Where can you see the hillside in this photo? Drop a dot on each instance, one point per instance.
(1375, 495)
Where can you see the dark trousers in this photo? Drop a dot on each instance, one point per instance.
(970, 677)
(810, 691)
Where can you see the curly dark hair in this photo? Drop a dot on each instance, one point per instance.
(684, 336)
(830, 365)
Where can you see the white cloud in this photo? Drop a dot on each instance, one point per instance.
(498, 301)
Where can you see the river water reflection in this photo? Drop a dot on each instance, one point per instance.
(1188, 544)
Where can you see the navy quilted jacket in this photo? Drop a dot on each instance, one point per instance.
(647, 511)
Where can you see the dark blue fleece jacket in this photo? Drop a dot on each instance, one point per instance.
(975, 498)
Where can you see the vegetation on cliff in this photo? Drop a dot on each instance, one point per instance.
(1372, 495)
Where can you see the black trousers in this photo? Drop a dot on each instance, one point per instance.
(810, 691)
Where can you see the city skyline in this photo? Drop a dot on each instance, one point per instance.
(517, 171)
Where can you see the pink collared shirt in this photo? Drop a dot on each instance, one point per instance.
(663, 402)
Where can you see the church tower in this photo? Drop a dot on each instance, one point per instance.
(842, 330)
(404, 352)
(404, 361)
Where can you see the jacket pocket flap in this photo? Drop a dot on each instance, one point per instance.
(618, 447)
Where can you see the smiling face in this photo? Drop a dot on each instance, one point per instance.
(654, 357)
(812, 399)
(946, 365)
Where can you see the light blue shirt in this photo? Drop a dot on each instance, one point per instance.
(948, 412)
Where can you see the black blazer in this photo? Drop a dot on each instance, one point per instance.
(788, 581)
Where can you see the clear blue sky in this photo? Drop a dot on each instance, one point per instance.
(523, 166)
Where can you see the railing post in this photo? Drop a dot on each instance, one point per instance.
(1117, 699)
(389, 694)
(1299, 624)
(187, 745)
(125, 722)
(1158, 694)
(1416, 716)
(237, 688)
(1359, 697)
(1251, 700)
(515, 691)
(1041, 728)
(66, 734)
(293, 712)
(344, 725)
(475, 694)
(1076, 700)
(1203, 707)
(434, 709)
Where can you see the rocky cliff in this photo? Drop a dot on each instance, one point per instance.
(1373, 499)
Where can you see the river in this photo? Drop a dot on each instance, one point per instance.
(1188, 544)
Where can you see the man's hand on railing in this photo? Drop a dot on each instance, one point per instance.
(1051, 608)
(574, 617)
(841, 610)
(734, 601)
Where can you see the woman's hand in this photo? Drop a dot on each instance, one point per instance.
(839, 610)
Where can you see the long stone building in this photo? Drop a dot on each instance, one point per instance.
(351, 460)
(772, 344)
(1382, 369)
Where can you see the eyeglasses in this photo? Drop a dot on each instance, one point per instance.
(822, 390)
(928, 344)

◇ ◇ ◇ ◇ ◇

**Work task:**
All of the records are to be reproduced exactly as they were given.

**Final answer:**
Where can you see the hillside in this photo? Drop a dot on each instance, one point per instance.
(1375, 495)
Where can you see the dark trousers in this photo? Drop a dot on each instance, one point per instance.
(970, 677)
(810, 691)
Where can you see the curly dark hair in this photo? Drop a dot on each instance, one point per instance.
(684, 336)
(830, 365)
Where can you see the white cloud in this photo? Drop a dot on each instance, one point per instance.
(498, 301)
Where can you see the river water reflection in this photo? Drop a dot on each instance, one point per instance.
(1188, 544)
Where can you see the navy quilted jacket in this photo? Drop a dot on each instance, one point per instance.
(647, 511)
Where can you see the dark blue fleece jacket in this photo? Drop a dot on each instance, one point per instance.
(975, 498)
Where can you see the vegetation on cliff in this photo? Drop a dot on each instance, one point per instance.
(1372, 495)
Where can you see the black trousers in this photo? Drop a dot on each instance, one point per instance.
(810, 691)
Where can you see the city skyline in this photo? Drop a dot on each instance, one point per instance.
(517, 171)
Where can you see the pink collared shirt in this photo? Drop a dot on each instance, one point per instance.
(663, 402)
Where can you see the church tower in this photo? Drop a dot on each instance, one point per instance.
(842, 330)
(404, 352)
(404, 361)
Where can you see the jacket pocket flap in this photo? Drop a dot on each instance, one point per instance.
(618, 447)
Where can you see the smiling face in this photo? Drop a dot on each instance, one point per instance.
(654, 357)
(812, 399)
(946, 365)
Where can you see the light blue shirt in this photo? Drop a dot on each instance, one point per instance.
(948, 412)
Where can you see the black blazer in this photo? Drop a dot on each instance, one point per instance.
(788, 581)
Where can you see the clear blue sky in this photo? Drop a dot on each instance, one point per instance.
(523, 166)
Where can you see the railing post in this photo? Drop a dot on each instance, one point per instance.
(1117, 699)
(389, 694)
(1299, 624)
(187, 745)
(125, 722)
(1158, 694)
(1416, 716)
(237, 688)
(1359, 697)
(1251, 700)
(515, 691)
(1041, 728)
(66, 734)
(293, 712)
(344, 725)
(475, 694)
(1076, 700)
(1203, 707)
(434, 709)
Where can you see the rocky cliff in this photo? Drop a dot on each instance, one point per instance.
(1373, 499)
Where can you see the river in this photo? Drop a dot on each instance, one point per instance.
(1188, 544)
Where can you see the man's hand on railing in this photo? Drop a dot on each instance, one point per instance.
(1051, 608)
(574, 617)
(841, 610)
(734, 601)
Where can you see the woman's hand in this photo? Drop a dot on each instance, one point per instance.
(839, 610)
Where can you see the long stone building in this photo? Drop a dot on each instance, one point per instance.
(351, 460)
(772, 344)
(1382, 369)
Where can you see the eyeglasses in this photo? Drop a dot on each instance, one point per instance.
(822, 390)
(928, 344)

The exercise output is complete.